Exercise description: Please set down exactly the lines of the listing below from the line containing "Target: white ceramic bowl planter" through the line containing "like point(674, 1002).", both lines included, leaving out all other lines.

Source data:
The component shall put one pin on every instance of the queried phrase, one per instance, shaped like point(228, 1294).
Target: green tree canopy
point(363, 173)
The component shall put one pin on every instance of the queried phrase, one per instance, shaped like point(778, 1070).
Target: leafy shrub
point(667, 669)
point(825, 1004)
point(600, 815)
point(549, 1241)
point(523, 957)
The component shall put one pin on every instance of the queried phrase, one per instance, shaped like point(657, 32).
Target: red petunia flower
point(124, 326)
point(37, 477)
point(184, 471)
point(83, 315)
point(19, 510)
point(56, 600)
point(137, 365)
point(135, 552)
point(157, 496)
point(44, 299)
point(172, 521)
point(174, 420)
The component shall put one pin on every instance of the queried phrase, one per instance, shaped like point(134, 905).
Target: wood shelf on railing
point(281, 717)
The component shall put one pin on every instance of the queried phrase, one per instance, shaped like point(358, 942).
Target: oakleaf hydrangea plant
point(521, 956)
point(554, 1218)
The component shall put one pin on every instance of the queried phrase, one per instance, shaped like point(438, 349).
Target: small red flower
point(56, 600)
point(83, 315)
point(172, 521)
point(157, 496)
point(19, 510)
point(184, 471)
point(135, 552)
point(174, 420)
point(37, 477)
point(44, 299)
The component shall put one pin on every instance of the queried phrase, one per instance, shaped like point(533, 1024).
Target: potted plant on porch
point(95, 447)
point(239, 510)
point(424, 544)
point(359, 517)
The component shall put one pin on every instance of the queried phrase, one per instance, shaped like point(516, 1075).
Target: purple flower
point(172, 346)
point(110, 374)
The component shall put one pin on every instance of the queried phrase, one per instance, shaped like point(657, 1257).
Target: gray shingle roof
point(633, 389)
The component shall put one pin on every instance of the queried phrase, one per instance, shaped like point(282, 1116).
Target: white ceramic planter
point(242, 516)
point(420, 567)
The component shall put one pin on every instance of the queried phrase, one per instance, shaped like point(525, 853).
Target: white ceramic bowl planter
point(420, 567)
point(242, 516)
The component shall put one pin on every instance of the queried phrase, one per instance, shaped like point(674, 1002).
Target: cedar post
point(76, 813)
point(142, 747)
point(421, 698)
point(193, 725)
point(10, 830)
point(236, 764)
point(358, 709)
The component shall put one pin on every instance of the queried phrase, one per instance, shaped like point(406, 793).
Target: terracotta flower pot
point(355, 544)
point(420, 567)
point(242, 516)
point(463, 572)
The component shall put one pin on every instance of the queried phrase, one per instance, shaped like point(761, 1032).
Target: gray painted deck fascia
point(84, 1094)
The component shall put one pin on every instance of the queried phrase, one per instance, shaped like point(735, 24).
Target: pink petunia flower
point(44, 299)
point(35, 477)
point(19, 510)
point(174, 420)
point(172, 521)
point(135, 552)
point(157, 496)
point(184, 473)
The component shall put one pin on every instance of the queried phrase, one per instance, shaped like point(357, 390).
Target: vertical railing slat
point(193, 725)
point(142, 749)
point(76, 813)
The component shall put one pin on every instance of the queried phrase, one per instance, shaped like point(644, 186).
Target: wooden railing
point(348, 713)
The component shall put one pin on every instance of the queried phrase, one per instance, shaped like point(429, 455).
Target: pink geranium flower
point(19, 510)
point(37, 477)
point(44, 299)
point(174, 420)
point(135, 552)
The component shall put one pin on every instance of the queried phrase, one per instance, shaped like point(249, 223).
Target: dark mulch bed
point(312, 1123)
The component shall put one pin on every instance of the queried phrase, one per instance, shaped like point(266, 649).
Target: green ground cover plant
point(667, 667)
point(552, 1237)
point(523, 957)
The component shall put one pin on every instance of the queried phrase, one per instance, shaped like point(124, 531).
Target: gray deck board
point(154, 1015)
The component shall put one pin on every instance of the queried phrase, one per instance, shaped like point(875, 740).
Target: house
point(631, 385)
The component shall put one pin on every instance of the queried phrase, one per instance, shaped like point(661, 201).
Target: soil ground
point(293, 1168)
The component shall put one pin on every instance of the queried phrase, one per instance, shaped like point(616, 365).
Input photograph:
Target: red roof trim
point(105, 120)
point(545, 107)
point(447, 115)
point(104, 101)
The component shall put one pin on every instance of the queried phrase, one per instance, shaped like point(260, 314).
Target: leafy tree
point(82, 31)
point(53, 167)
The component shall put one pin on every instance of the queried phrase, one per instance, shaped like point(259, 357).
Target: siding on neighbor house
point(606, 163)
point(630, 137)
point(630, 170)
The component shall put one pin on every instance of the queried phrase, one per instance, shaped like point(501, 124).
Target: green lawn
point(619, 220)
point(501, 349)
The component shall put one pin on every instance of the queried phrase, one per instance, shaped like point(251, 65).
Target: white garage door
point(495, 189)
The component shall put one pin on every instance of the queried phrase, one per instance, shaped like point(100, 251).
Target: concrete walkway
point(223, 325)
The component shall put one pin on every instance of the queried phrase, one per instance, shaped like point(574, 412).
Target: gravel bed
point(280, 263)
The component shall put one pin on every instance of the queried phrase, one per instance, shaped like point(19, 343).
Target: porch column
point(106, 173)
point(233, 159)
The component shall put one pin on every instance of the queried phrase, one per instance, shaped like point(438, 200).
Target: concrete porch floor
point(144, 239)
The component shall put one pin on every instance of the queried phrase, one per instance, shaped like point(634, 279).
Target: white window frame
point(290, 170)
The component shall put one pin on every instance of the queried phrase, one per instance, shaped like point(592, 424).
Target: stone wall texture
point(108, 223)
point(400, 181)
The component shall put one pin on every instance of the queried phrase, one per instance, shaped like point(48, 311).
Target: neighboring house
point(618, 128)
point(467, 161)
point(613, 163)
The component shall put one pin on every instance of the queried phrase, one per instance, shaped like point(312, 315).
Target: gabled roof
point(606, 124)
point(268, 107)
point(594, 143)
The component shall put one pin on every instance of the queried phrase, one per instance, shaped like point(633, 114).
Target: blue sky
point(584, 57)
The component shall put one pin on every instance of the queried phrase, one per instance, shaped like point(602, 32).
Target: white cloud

Answer for the task:
Target: white ceramic bowl planter
point(420, 567)
point(242, 516)
The component shall put one pin on every instance of the queried phrase, one per instance, shaped like point(674, 1002).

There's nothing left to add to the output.